_The task_
Retype the tail of the data exactly, starting at the line containing "Consider the photo above. For each instance of the birch" and stopping at the last line.

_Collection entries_
....
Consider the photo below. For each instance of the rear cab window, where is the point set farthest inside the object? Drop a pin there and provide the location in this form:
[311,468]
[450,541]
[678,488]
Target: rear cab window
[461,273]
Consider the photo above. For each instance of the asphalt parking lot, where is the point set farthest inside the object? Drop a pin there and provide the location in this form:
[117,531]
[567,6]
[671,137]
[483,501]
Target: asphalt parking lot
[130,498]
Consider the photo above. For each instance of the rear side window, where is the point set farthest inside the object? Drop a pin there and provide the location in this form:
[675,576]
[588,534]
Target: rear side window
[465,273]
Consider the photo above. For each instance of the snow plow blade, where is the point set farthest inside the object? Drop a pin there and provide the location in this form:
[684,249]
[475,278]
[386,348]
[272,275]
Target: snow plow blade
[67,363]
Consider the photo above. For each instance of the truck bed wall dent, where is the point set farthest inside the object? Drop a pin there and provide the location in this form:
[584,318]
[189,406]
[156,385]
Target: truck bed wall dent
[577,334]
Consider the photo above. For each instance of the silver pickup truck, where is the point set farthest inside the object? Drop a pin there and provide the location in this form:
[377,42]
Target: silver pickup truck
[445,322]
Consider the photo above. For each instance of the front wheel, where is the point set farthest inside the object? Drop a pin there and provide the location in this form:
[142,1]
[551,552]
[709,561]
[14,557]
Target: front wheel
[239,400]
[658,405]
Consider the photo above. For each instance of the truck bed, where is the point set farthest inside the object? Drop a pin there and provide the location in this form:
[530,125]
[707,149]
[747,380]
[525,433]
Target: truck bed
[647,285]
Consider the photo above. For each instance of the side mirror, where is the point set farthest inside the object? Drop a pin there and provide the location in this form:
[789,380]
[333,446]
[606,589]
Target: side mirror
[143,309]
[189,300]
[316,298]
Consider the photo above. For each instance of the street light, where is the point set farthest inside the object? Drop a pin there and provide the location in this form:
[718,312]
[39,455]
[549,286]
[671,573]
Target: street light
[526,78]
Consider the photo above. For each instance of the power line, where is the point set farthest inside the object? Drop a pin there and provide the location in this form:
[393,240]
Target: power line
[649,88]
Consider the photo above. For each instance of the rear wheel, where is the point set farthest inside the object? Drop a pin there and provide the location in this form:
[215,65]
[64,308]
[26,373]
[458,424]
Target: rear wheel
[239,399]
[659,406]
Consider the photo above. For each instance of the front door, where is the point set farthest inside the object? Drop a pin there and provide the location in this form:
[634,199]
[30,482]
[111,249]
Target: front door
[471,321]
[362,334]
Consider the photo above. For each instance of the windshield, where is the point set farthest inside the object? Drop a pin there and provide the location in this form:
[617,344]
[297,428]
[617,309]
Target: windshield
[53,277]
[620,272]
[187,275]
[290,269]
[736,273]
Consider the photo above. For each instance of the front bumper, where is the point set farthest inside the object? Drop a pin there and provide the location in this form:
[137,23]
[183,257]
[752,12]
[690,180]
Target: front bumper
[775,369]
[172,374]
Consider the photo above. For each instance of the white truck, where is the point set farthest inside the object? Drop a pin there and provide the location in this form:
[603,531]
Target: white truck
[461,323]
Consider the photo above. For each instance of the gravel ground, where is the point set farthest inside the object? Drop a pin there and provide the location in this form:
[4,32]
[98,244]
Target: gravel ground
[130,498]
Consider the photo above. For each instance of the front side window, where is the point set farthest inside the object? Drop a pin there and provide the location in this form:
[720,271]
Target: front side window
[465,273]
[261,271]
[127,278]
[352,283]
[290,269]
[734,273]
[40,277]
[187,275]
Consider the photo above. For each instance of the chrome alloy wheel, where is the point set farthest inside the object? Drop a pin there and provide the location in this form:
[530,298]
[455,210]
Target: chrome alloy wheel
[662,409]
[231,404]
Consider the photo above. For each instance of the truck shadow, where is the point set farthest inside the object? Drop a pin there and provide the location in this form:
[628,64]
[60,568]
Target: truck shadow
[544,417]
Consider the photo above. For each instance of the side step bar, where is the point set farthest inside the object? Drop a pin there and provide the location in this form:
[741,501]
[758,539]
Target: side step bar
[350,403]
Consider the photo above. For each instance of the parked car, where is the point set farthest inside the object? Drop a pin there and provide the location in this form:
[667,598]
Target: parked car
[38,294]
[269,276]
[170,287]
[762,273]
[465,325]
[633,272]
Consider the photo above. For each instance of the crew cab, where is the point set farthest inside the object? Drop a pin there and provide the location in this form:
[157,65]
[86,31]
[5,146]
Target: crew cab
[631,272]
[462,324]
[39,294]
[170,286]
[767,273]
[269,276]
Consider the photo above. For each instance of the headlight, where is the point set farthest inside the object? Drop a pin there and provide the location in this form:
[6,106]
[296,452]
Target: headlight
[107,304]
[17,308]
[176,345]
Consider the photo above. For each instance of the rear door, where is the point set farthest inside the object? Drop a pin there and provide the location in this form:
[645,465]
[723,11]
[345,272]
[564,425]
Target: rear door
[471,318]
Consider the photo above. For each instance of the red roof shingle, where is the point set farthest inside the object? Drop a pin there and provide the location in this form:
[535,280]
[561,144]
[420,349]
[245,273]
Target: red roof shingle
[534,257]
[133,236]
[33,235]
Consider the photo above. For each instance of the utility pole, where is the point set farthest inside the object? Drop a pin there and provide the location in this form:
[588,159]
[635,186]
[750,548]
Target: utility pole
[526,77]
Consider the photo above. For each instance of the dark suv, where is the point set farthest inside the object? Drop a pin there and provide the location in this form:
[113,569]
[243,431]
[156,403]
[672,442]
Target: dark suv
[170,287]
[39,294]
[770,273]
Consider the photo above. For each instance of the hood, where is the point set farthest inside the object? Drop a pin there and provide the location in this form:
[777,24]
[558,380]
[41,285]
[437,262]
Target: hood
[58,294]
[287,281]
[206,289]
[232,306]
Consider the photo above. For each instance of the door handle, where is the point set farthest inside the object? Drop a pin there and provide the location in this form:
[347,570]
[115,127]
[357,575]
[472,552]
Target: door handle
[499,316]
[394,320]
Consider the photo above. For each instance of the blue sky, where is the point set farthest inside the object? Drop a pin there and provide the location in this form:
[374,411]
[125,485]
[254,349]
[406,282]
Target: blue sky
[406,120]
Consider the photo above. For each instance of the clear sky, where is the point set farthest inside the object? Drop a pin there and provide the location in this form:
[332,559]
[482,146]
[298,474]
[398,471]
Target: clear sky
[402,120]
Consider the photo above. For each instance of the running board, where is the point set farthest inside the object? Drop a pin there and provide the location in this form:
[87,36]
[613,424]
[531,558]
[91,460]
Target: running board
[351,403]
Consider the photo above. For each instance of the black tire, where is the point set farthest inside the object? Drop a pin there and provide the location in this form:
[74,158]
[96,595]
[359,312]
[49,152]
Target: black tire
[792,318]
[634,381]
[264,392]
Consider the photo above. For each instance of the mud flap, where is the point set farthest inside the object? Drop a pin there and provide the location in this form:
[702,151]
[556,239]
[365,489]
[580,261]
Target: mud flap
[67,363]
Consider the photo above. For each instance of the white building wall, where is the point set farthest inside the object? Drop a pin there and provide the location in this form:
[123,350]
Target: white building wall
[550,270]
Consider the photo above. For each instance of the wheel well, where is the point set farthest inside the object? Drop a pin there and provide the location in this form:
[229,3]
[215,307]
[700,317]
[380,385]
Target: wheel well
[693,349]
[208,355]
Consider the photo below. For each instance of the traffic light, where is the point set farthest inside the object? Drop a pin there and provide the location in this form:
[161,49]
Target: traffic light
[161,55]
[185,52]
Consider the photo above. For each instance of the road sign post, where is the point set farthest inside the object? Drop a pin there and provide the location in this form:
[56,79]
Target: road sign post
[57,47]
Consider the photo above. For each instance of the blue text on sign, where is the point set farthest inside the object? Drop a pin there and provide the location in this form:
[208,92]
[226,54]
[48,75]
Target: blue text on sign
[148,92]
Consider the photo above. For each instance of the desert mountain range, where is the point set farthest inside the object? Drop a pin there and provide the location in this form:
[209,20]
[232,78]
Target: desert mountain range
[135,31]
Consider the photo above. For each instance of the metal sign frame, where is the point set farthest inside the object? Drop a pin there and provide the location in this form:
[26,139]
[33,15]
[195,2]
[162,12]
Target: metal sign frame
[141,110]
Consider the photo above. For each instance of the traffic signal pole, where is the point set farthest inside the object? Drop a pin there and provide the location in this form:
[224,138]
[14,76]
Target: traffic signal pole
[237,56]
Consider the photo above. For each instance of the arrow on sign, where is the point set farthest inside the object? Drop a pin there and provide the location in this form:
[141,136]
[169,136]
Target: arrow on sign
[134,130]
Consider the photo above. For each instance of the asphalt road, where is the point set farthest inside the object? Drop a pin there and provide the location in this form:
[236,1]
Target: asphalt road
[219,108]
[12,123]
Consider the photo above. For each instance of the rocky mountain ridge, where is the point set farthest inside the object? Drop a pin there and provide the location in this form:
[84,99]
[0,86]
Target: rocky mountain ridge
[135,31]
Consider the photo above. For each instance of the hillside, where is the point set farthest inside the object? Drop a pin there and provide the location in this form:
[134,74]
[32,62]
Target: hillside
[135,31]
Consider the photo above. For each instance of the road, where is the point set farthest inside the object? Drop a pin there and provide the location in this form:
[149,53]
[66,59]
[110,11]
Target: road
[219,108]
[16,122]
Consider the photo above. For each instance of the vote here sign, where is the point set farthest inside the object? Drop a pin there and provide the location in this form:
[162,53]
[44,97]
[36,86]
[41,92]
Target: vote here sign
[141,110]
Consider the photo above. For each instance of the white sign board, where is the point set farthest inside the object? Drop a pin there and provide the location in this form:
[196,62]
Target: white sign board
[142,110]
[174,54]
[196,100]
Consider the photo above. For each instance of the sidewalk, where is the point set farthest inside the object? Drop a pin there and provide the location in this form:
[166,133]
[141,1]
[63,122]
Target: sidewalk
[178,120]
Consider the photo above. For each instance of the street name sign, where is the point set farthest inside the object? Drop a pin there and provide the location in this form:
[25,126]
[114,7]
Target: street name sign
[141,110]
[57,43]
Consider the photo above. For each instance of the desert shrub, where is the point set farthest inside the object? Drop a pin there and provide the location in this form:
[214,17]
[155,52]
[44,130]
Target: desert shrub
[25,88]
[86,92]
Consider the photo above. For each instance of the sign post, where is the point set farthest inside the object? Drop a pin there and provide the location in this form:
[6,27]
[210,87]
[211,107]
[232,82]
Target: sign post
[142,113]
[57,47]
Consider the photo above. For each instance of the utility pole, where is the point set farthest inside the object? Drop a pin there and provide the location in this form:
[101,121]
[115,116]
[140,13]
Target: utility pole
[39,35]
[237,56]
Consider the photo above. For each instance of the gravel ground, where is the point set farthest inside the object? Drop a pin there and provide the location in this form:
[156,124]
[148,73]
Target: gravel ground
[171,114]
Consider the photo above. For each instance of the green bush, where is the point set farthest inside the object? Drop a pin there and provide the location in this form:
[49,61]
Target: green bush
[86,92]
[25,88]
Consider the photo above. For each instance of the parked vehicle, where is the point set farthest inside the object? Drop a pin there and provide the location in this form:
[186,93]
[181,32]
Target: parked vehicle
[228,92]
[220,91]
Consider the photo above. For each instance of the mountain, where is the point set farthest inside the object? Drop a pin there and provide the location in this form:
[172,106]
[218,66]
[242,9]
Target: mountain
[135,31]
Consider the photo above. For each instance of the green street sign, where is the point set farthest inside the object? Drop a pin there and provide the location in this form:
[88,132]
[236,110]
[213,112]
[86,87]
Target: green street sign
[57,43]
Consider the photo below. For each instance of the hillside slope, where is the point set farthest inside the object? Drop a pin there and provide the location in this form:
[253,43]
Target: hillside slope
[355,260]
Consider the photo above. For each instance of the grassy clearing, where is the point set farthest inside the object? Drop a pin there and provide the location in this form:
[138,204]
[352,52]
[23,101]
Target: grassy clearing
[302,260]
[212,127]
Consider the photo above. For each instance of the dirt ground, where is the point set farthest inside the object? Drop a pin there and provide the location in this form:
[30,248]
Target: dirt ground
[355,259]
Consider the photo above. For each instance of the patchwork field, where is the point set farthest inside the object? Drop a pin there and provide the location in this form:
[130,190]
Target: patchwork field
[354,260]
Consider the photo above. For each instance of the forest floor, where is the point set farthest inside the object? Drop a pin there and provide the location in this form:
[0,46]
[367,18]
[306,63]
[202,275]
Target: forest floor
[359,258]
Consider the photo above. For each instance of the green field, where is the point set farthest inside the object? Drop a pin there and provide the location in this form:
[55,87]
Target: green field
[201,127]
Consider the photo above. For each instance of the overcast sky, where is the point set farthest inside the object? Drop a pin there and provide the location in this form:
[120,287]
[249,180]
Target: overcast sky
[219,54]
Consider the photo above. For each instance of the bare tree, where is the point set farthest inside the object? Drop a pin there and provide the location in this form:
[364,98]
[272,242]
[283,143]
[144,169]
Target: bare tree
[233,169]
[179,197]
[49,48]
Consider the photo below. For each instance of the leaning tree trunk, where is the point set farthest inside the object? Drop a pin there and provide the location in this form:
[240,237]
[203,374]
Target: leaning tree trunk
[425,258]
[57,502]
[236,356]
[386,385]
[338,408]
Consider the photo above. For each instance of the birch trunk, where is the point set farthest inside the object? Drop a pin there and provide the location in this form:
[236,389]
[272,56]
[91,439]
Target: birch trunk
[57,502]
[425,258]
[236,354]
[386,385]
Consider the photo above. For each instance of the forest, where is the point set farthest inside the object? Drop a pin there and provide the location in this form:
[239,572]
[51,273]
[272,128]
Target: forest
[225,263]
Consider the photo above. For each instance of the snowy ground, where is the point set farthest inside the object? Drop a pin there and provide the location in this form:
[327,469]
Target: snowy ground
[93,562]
....
_Finished answer_
Consider the photo above. For each instance of the birch trunk, where is the point set farthest inside the object? Drop a pin there and provide the location in this form:
[236,389]
[272,56]
[91,439]
Target: birch trunk
[57,502]
[425,258]
[236,354]
[386,385]
Consider the photo above. For each instance of the forest, where is the point set farthest inside the object? Drop a pin there and provide the location in this form:
[239,572]
[51,273]
[272,128]
Target: forest
[225,263]
Consider the photo above. For each instance of the snowy ground, where is the point set farthest inside the object? Drop a pin there and provide the location in this form:
[327,469]
Target: snowy ground
[93,562]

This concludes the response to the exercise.